WORK TO COMPLETE:
The data below holds a line containing "Target: haze over city" and a line containing "Each instance of the distant"; please quote exactly those two lines and every line between them, and nothing else.

--

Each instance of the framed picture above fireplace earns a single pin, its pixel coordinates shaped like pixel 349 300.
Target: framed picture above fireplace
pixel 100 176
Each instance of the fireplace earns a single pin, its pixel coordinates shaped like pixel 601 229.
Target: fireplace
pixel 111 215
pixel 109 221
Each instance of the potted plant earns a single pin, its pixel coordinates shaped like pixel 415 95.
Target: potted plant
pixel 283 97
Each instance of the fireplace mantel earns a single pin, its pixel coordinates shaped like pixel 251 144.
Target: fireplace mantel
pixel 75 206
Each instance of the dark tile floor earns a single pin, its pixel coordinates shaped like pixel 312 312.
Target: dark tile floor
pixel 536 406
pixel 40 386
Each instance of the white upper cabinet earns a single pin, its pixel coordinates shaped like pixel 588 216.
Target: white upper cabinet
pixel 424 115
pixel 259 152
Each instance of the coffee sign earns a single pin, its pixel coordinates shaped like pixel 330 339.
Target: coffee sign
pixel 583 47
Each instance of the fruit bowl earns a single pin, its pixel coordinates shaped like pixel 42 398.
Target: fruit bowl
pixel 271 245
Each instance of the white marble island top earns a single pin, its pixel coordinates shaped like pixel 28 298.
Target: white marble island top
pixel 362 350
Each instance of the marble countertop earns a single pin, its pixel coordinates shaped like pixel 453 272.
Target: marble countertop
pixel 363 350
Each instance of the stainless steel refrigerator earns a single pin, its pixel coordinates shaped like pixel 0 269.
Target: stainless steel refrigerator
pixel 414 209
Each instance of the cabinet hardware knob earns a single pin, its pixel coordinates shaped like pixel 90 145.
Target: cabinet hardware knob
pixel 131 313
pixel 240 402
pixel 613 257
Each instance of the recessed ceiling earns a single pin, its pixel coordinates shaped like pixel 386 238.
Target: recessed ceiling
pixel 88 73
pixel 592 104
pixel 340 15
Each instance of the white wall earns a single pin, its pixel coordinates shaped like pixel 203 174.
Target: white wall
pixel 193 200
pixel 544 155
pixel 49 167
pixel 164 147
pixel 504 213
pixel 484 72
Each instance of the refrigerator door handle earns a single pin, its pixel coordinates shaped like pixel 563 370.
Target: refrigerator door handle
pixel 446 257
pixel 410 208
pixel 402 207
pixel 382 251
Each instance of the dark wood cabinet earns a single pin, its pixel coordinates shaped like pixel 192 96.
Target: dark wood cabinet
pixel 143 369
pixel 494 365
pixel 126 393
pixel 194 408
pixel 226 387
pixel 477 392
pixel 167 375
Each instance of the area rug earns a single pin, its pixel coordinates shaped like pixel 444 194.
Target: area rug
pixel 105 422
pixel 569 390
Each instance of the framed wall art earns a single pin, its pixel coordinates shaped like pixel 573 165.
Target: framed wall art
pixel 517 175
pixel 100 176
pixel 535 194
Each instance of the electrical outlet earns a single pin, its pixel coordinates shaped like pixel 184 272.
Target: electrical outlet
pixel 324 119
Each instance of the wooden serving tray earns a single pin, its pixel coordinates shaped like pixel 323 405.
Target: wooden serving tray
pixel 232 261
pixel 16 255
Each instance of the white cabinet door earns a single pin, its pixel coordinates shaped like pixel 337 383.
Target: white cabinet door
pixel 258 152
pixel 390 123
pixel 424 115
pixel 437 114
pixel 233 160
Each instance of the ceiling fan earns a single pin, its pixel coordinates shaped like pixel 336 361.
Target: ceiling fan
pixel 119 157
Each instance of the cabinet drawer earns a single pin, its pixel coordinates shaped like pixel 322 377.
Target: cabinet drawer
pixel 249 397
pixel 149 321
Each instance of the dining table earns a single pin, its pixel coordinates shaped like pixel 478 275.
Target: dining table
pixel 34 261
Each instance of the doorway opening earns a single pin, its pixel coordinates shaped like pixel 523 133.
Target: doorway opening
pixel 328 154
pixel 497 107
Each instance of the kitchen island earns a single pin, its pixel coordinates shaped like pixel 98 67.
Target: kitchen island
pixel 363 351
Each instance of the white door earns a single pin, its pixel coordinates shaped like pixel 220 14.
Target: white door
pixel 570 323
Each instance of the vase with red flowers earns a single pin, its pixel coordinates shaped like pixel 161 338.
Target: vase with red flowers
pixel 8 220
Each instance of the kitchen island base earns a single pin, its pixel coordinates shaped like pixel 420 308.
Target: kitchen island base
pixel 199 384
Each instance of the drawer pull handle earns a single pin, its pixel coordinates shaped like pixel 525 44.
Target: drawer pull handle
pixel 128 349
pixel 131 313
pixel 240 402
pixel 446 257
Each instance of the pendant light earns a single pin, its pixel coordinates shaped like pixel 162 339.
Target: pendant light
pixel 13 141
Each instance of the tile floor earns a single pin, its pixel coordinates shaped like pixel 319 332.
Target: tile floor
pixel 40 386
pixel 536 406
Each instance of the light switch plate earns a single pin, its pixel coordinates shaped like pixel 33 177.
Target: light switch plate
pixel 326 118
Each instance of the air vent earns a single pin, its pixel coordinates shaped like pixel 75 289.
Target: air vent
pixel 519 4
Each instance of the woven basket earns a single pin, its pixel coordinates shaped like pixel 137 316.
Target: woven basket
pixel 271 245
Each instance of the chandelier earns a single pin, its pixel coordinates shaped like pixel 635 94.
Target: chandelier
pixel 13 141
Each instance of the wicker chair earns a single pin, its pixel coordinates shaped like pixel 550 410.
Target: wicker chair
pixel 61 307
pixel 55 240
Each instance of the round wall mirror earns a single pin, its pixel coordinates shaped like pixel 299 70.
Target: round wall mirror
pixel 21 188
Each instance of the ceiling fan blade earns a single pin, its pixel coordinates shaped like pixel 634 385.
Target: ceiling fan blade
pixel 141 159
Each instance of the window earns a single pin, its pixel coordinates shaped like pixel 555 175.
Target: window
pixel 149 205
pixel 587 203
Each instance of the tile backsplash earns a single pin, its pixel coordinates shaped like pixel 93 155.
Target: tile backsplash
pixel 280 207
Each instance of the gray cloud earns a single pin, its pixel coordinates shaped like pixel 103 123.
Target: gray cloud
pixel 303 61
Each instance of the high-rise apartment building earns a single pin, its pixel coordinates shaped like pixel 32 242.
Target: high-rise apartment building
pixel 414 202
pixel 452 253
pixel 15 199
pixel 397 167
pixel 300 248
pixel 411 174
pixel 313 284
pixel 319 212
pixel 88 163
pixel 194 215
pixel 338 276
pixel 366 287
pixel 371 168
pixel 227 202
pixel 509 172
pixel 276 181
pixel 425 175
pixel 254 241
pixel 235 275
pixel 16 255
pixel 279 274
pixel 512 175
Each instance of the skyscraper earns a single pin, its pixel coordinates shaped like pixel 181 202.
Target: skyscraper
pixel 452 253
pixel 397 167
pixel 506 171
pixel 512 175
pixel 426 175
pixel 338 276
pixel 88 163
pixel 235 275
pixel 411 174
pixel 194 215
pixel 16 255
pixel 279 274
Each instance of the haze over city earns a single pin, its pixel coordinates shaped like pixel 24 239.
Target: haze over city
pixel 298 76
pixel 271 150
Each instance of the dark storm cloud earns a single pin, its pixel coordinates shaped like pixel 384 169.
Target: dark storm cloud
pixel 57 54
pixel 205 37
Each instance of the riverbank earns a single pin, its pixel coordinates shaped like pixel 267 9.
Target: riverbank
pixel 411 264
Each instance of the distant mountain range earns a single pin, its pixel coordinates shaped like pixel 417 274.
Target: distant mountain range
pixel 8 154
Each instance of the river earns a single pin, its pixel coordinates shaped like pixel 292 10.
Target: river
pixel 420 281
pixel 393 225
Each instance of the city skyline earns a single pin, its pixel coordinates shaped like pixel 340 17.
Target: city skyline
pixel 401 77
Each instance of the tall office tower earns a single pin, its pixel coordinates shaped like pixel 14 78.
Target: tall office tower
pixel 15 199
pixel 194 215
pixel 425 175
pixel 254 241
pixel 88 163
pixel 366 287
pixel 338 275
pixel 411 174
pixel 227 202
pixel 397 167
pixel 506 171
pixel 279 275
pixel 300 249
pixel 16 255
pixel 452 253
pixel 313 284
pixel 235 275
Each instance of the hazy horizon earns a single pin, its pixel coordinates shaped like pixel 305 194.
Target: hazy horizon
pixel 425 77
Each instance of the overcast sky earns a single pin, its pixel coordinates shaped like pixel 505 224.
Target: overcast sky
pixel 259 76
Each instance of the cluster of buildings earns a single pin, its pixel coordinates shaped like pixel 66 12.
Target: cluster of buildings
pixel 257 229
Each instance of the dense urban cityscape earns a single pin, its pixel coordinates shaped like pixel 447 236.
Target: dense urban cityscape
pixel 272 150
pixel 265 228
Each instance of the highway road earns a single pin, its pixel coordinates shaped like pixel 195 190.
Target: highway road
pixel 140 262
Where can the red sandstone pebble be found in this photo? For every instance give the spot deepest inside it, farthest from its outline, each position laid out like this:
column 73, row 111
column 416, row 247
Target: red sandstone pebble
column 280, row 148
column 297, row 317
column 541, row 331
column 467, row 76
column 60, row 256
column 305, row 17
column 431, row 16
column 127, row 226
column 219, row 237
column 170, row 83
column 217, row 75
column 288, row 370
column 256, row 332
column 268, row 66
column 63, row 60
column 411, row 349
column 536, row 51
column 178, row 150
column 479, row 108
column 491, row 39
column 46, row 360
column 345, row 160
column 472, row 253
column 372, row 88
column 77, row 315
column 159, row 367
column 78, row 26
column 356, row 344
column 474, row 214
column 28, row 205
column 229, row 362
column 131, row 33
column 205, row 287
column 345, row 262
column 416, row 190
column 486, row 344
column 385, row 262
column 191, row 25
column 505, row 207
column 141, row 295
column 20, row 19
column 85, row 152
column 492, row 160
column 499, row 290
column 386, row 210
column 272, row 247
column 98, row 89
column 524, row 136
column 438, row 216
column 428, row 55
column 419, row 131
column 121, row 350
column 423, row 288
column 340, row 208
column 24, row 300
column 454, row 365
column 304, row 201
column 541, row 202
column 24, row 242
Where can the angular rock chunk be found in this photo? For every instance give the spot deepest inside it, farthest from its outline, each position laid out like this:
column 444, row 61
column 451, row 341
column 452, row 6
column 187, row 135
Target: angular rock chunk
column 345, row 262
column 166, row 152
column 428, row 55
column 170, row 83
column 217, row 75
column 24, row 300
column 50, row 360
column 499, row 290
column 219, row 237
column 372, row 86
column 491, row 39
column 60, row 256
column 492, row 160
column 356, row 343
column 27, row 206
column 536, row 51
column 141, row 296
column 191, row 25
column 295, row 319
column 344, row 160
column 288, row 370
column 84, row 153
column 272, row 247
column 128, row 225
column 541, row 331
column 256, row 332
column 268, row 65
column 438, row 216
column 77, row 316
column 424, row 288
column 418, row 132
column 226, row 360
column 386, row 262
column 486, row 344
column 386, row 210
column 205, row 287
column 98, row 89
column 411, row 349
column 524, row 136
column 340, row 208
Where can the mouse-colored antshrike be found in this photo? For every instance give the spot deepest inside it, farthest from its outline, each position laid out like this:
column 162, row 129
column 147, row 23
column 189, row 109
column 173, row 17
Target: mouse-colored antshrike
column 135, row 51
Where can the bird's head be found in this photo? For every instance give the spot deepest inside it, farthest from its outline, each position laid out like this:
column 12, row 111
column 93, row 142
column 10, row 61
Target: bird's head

--

OUTPUT:
Target: haze over city
pixel 298 76
pixel 271 150
Each instance of the dark storm cloud earns a single pin, its pixel coordinates shaped like pixel 384 169.
Target: dark storm cloud
pixel 57 54
pixel 205 37
Each instance of the riverbank earns a single pin, its pixel coordinates shaped like pixel 267 9.
Target: riverbank
pixel 411 264
Each instance of the distant mountain range earns a single pin, its pixel coordinates shaped like pixel 417 274.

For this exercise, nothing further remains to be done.